PROMPT
Return the lines of the records from the one containing "like x=254 y=203." through the one containing "x=151 y=143", both of them included, without altering anything.

--- Start of MATERIALS PROVIDED ---

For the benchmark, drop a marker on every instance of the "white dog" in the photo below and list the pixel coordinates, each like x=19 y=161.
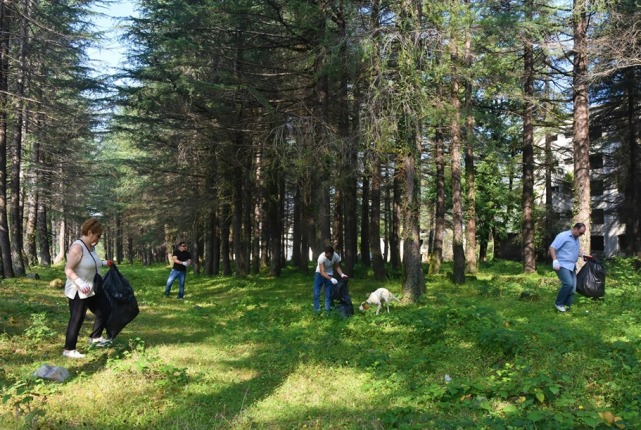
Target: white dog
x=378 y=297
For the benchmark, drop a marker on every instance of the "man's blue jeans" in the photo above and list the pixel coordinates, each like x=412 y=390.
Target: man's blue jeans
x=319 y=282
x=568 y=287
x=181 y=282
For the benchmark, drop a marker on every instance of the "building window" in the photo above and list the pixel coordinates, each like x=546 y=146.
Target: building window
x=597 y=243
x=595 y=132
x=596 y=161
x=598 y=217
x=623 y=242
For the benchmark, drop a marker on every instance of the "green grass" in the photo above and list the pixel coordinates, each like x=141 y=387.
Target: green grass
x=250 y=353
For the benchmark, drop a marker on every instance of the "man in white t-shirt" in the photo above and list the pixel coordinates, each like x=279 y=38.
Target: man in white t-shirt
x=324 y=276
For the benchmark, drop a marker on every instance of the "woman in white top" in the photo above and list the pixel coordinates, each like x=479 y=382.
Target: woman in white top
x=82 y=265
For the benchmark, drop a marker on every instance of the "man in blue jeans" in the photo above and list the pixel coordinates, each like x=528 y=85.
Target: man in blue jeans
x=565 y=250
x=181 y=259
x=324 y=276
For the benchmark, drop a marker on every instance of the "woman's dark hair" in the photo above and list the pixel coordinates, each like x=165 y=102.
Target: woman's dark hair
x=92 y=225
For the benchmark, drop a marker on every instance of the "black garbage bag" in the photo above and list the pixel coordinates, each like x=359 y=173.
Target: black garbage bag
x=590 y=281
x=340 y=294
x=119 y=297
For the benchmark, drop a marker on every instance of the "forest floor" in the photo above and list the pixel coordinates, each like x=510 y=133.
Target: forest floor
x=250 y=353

--- End of MATERIALS PROVIDED ---
--- Start of MATERIALS PROVIDED ---

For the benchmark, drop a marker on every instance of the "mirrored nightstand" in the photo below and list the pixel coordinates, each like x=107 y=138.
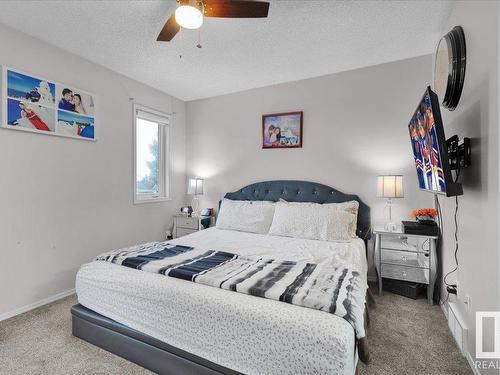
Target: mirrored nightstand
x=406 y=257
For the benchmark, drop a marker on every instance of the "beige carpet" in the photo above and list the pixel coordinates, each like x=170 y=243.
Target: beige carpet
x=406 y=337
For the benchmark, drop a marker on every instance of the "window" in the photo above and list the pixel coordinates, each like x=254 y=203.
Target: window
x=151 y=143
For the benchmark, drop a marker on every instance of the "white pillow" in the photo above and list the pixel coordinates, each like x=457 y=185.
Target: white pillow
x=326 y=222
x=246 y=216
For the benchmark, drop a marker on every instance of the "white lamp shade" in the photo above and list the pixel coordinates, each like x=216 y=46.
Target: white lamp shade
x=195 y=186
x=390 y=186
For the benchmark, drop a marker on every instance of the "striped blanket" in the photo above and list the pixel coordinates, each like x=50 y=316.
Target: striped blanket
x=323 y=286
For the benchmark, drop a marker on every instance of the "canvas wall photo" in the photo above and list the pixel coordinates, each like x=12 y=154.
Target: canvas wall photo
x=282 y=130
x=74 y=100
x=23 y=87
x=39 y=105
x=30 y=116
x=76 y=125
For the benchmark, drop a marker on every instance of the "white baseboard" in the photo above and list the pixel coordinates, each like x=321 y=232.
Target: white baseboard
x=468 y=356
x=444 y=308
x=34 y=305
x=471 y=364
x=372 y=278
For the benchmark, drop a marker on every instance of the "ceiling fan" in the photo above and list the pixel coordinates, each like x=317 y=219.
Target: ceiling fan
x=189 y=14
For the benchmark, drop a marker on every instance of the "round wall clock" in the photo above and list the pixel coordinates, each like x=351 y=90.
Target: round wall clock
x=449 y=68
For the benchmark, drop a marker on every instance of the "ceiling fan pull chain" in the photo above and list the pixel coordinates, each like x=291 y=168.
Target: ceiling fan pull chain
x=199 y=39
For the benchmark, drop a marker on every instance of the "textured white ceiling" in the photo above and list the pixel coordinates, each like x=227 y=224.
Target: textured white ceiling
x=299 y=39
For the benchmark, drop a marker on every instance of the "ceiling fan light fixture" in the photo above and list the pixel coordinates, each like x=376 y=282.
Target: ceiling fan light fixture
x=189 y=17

--- End of MATERIALS PROVIDED ---
--- Start of MATERIALS PROVIDED ---

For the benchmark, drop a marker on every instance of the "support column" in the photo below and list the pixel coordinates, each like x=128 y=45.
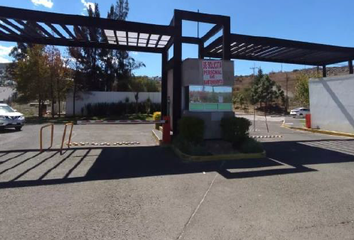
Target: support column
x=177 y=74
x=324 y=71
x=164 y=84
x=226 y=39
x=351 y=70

--- End of MATERIALS PROVIDED ---

THE OUTPUT
For the benchmark, drop a marker on every instance of the "window" in the photo above and list the pixel coordinates, each like x=254 y=203.
Target: window
x=151 y=143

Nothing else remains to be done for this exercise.